La injusticia triunfante de la historia

Año 2003. Esquela en un periódico:

José Fernández Mencías
Miembro del Ejército fiel a la legalidad
Falleció fusilado en Jaén el día 6 de junio de 1939 a la edad de 50 años.
Su esposa, Aurelia Sierra Herrero, y sus hijas, Carmen e Isabel, nunca le olvidaron.

No conozco a la familia de José Fernández Mencías. Por lo que sé, fue uno más de los cientos de miles de personas que murieron en la feroz represión franquista o durante los tres años de aquella guerra desigual. «Miembro del ejército fiel a la legalidad» y, como tal, compañero entonces de un joven castellano del que llevo nombre y primer apellido, Jesús Gómez Cabezas, y de un joven valenciano, Antonio Cervera García, que forma parte de mi otra familia, tan importante como la primera: la que se elige, o más bien, la que la vida nos elige. Ni uno ni otro tuvieron ocasión de huir cuando el golpe de Estado protagonizado por una facción del Partido Socialista y delos anarquistas consiguió en 1939 lo que no habían logrado las armas del Eje: la caída de Madrid y de la II República. A diferencia de lo sucedido en otras zonas del país, los combatientes de los ejércitos del centro no pudieron cruzar fronteras ni embarcarse al exilio; eran medio millón de hombres y mujeres atrapados que todavía no habían conocido la derrota cuando les llegó la orden de desmovilización. Algunos, como Jesús y Antonio, hicieron lo que siempre habían hecho, caminar: docenas, cientos de kilómetros hacia una libertad imposible que se volvió cárcel. Otros, hacia la muerte.
═══
-- Consigna a --
Según el texto sobre la represión franquista, ¿dónde y en qué fecha murió fusilado José Fernández Mencías?
El texto y las filas proceden de fuentes distintas.
═══
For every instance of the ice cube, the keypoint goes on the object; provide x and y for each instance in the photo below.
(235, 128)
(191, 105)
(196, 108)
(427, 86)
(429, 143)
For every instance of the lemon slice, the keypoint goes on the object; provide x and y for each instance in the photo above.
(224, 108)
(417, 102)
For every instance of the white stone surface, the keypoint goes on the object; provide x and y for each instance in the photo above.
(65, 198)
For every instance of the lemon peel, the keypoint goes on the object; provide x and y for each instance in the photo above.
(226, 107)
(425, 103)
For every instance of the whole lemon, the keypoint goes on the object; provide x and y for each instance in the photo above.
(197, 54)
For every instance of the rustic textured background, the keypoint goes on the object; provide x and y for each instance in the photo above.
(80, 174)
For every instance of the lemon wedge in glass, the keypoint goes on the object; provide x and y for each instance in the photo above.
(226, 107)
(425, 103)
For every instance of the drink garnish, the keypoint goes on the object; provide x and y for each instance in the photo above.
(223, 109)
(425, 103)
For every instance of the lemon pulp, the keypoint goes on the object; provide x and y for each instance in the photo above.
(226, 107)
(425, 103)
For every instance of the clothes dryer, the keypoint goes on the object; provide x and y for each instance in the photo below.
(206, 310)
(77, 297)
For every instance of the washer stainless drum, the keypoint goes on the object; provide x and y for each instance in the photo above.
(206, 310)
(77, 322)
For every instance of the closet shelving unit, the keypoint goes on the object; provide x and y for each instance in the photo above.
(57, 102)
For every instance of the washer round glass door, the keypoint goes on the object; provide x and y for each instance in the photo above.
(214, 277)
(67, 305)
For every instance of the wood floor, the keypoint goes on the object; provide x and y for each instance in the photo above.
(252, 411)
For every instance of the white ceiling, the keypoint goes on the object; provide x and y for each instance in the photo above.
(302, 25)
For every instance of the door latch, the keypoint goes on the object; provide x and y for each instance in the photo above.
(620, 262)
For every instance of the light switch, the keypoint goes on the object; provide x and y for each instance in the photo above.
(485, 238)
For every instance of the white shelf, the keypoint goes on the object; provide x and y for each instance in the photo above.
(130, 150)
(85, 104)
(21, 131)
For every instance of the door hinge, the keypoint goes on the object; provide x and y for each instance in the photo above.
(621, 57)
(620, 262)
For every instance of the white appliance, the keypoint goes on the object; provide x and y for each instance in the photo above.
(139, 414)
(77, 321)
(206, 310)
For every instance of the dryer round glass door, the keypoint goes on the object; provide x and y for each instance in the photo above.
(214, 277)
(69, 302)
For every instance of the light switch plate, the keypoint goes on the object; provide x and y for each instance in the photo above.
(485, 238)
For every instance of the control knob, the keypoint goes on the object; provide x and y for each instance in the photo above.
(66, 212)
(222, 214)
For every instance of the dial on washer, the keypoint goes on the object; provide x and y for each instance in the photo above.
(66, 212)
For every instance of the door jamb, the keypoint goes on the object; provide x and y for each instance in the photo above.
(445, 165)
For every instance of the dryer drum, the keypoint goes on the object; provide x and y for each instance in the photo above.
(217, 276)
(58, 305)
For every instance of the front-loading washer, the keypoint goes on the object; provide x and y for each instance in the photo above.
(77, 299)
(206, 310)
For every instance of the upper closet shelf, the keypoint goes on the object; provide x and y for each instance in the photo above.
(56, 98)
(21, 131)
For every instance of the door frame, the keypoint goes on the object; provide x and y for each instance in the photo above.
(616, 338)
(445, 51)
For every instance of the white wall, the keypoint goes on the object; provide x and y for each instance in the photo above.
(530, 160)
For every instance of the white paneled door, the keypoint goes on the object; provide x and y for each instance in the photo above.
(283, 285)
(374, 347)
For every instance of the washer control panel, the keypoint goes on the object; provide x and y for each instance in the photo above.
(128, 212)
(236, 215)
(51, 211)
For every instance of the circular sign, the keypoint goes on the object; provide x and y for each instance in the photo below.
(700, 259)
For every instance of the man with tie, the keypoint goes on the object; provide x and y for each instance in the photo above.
═══
-- Consigna b --
Transcribe sin cambios las filas que van desde la que contiene «For every instance of the upper» hasta el final de las filas, ambas incluidas.

-- Respuesta completa a --
En Jaén, el 6 de junio de 1939.

-- Respuesta completa b --
For every instance of the upper closet shelf, the keypoint goes on the object; provide x and y for each instance in the photo above.
(56, 98)
(21, 131)
For every instance of the door frame, the keypoint goes on the object; provide x and y for each instance in the photo above.
(616, 338)
(445, 51)
For every instance of the white wall, the keypoint goes on the object; provide x and y for each instance in the photo above.
(530, 160)
For every instance of the white paneled door, the keypoint goes on the object; provide x and y for each instance in the photo above.
(283, 285)
(374, 347)
For every instance of the washer control panel, the keypoint goes on the object; provide x and y for each instance in the photo above.
(128, 212)
(236, 215)
(51, 211)
For every instance of the circular sign, the keypoint goes on the object; provide x and y for each instance in the photo below.
(700, 259)
For every instance of the man with tie, the keypoint goes on the object; provide x and y for each instance in the photo above.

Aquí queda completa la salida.